Data under study:
***
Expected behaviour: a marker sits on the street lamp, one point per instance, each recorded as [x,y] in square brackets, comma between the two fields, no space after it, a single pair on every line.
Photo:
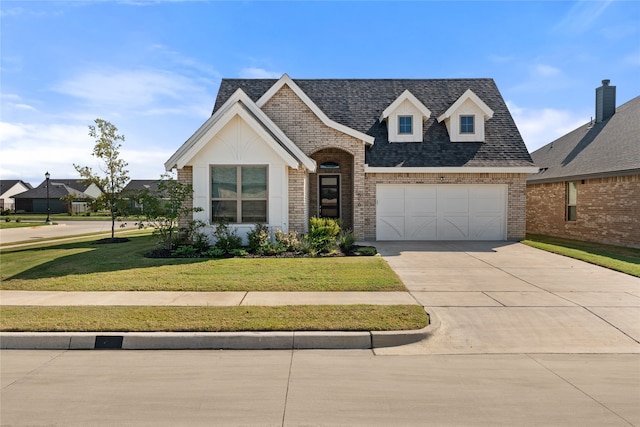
[47,176]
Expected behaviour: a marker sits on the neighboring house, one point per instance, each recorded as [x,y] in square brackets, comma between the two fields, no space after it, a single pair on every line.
[8,189]
[392,159]
[35,200]
[588,186]
[134,188]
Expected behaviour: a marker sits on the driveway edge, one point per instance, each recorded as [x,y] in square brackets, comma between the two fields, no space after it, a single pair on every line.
[213,340]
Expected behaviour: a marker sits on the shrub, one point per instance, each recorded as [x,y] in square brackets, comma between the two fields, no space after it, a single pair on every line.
[214,252]
[227,238]
[322,234]
[288,241]
[346,240]
[186,251]
[366,251]
[239,252]
[259,240]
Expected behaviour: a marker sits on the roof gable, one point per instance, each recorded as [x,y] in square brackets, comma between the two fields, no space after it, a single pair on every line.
[406,96]
[359,103]
[467,96]
[239,104]
[286,80]
[606,148]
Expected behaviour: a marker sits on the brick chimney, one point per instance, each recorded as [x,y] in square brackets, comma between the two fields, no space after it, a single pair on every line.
[605,101]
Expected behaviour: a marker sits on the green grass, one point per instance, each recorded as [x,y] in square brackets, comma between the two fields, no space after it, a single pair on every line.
[213,319]
[86,266]
[619,258]
[5,225]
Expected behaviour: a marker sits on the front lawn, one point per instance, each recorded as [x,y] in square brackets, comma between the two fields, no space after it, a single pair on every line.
[86,266]
[619,258]
[213,319]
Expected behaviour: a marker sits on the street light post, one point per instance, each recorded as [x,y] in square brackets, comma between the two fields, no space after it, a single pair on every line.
[48,220]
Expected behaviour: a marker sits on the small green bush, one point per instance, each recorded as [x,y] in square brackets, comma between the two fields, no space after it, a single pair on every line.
[346,239]
[227,238]
[288,241]
[214,252]
[322,234]
[259,240]
[186,251]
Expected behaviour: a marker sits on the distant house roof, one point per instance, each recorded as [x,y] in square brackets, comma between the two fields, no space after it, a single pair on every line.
[359,103]
[77,184]
[142,184]
[607,148]
[57,190]
[7,184]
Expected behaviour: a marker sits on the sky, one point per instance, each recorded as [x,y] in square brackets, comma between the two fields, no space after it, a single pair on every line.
[153,68]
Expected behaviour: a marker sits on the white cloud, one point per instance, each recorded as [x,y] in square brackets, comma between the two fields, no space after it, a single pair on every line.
[581,17]
[539,127]
[259,73]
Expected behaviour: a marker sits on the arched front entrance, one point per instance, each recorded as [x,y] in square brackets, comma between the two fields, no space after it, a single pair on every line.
[331,187]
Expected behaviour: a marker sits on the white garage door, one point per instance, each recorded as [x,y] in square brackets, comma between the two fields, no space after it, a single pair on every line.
[441,212]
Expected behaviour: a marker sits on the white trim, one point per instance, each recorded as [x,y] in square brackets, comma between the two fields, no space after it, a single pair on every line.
[286,80]
[293,155]
[467,95]
[451,169]
[405,96]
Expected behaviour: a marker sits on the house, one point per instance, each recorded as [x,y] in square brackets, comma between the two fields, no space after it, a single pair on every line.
[36,200]
[588,186]
[135,188]
[392,159]
[8,189]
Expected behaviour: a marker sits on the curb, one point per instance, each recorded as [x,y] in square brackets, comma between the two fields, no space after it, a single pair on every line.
[213,340]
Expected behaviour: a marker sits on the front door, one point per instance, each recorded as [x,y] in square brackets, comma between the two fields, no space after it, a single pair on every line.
[329,195]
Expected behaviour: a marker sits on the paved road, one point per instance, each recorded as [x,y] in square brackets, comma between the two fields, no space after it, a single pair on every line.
[62,228]
[525,338]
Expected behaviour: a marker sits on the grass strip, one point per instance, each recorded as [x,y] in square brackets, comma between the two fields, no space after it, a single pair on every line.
[212,319]
[85,266]
[619,258]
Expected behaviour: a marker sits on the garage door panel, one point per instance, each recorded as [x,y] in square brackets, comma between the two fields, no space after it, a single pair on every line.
[453,228]
[441,212]
[421,228]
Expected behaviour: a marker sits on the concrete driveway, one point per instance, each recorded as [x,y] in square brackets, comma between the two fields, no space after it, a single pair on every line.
[503,297]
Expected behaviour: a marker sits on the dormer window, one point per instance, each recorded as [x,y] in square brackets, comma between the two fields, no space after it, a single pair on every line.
[466,124]
[405,125]
[460,118]
[405,117]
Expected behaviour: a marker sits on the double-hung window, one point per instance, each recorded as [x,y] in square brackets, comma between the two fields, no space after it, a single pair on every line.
[466,124]
[239,194]
[572,198]
[405,125]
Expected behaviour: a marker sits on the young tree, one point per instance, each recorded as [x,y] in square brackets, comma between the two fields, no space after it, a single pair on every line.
[165,210]
[114,177]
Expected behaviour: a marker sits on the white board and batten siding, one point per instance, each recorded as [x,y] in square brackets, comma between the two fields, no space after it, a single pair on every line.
[441,212]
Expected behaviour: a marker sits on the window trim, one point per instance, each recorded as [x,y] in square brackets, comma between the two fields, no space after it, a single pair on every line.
[473,124]
[405,116]
[571,210]
[239,199]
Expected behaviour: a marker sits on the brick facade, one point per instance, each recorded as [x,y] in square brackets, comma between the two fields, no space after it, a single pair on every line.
[516,199]
[308,132]
[608,210]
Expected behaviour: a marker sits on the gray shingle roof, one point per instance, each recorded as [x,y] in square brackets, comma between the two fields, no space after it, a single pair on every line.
[607,148]
[358,104]
[56,190]
[7,184]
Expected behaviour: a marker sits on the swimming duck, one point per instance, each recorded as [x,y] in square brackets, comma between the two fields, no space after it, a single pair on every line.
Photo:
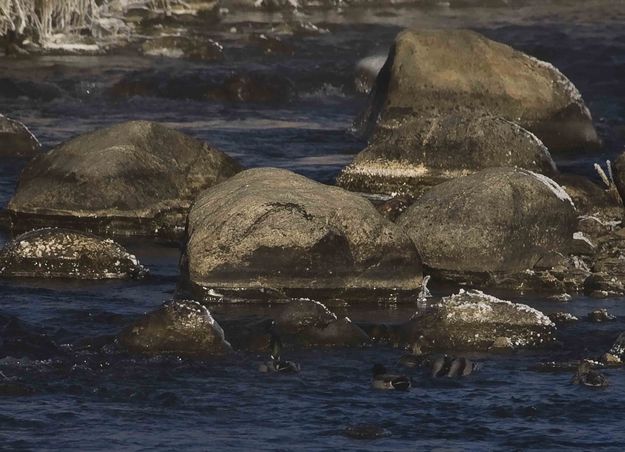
***
What you should do: Please reproduce all the material exactly. Pictures stay out of the copy.

Result of this task:
Expected behaviour: a marker sits on the street lamp, one point per instance, each recorded as [x,y] in square brackets, comma between the two fields, no space after it, a single pair on every line.
Photo:
[47,176]
Expected behaviour: a marker sits on the neighboring house, one point per instance, each recorded as [x,y] in square brackets, comma between the two fields, no space after it, a single pair on every line.
[8,189]
[392,159]
[35,200]
[588,186]
[134,188]
Expected behaviour: a marker sits on the driveway edge, one point per instance, each recorded as [x,y] in square brackets, comma between the two fields, no space after it, a single pair on every line.
[213,340]
Expected behaviour: a marker sits on the shrub, one point per instance, each recorded as [x,y] in square brackets, comma between the two fields, no space after it, a single pair on every line.
[214,252]
[227,238]
[322,234]
[288,241]
[346,240]
[186,251]
[366,251]
[239,252]
[259,240]
Expected behaviour: a marker sits on the roof gable, one point per instance, each recorded as [x,y] in square brackets, comma between the two fields, no space after it, a single pair on every line.
[406,96]
[359,103]
[467,96]
[239,104]
[286,80]
[606,148]
Expected behaviour: a marker sits on the brick chimney, one point per instance, each recorded as [x,y] in square brackets, comma between the two fields, no space after it, a single pair on every line.
[605,101]
Expected behaviour: a marker sits on the green grass, one point per instance, each recorded as [x,y] in square brackets, comma between the two fields, no space after it, a single pair on every line.
[213,319]
[86,266]
[619,258]
[5,225]
Expected behaviour: a marker sits on the front lawn, one point per instance, each recorded as [x,y] in square brackets, comma between the two fields, no space after it, a single pair on every line.
[86,266]
[619,258]
[213,319]
Expected behaviour: a marker sits on the street light post, one point per instance, each recorded as [x,y] in square brackets, comma between the two fields, no space after it, a single pair on every line.
[48,220]
Expected behaviour: a marker sits on the small green bush, one point per instance, each recorded as [x,y] in square brackets, comma between the two fields, no space after it, a single pair on every line.
[346,239]
[227,238]
[288,241]
[214,252]
[322,234]
[259,240]
[186,251]
Expected behaviour: a marker sits on the distant house roof, one point per instance, each recorded as [x,y] in square brackets, comma between the two fields, no space after it, a single pair on every line.
[359,103]
[77,184]
[142,184]
[607,148]
[57,190]
[7,184]
Expected behaviour: a marker sits on the sky, one point per instance, each recorded as [x,y] in square brackets, comma between the two fields, no space after it, a single pair on every line.
[153,68]
Expected behaviour: a marker sits on the white cloud, one point per instance, each recorded as [x,y] in square brackets, comma between the two fields, no space after it, a single pair on every line.
[581,17]
[539,127]
[259,73]
Expected behaviour: a marker sits on the arched front entrance, one point per instance, each recorded as [x,y] in square brackets, comma between the two fields, no space after it, a single pair on every line.
[331,187]
Expected behaviour: a marker sits on the white garage door, one point per instance, each recorded as [x,y] in square brackets, comma between the two fields, no space after it, a single pair on every line.
[441,212]
Expected behaviour: a marker sits on the white trim, one point per instance, each recorded as [x,y] in square brackets, comma between the two fields, no space after it, a single pair on every line.
[286,80]
[293,155]
[467,95]
[451,169]
[405,96]
Expected behaviour: a marker sits on the house, one point per instance, each recorded as [x,y] in square brackets, comma between the two fields, no space after it, a single pair on every line.
[36,200]
[588,186]
[135,188]
[392,159]
[8,189]
Expected behaviour: a marker sits on the curb, one point per instance, each recorded as [x,y] in square brackets, comma between the two fields, no space after it, a single pair on every line.
[213,340]
Expected behaviour: a marker sits on the front door, one point per instance, each recorded as [x,y] in square brackets, comma between the two fields, no space after it, a single pair on every line.
[329,195]
Expected behaviour: a marker sits on the paved road, one point per instance, each recorded as [x,y] in square brackets, comma between the two fields, no space after it, a single pair on every line.
[62,228]
[525,338]
Expected behaviour: a marker sits on the grass strip, one point per instance, each recorded as [x,y] in square brackets, comma between the two fields, no space after it, a single pair on every line.
[212,319]
[85,266]
[619,258]
Expected behaviour: a marker sits on the garage door panel, one point per instance, each recorded as [x,y] in square brackets, comma between the two fields, no space after it, a single pair on every line.
[453,228]
[441,212]
[421,228]
Expected behaviour: a marker sits on the concrete driveway, one point per instance, each recorded as [x,y] in square brackets, comma between the two fields, no space after it, a single pair on every line.
[503,297]
Expected behaviour: a marker sits on the dormer window, one point per instance, each recorded as [x,y] in square brackets, comma between the two fields, no space after it, a single pair on every line.
[466,124]
[405,125]
[460,118]
[405,117]
Expected behaviour: a marker sits on the double-hung window, one point per instance, each recorded as [x,y] in square brackets, comma between the two fields, no space after it, a single pair on every line.
[466,124]
[239,194]
[572,198]
[405,125]
Expected behaviour: a marker sits on the young tree, one point per instance, each recorded as [x,y] in square brackets, comma between the two fields, no space after it, a single pair on every line.
[165,210]
[114,177]
Expected behaviour: a marker sits on the white board and batten siding, one point per instance, each recorded as [x,y] in square brackets, comma between the two fields, no space after it, a single pair on every line.
[441,212]
Expected behaviour: a marker sits on the window trim, one point per instance, each recorded as [x,y] in square brackets, comma between the two fields, no space after it, a single pair on every line.
[473,124]
[405,116]
[571,210]
[239,199]
Expected behaviour: a marker sits on the brick facade, one point per instance, each recorded as [x,y] in square brackets, comma between the two fields, no space after it, a single pair on every line.
[516,199]
[308,132]
[608,210]
Expected behaviour: a marker sits on the gray shingle roof, one point per instance, each recorded as [x,y] in square brackets, comma between the two fields, no space after it, a single pair on every line.
[607,148]
[358,104]
[56,190]
[7,184]
Expected behaviour: a marker sits on the swimming duck, one point per instance, each recorded as [x,y] in square brackets, comma between the two fields, no space after it, a single pair on every line.
Photo:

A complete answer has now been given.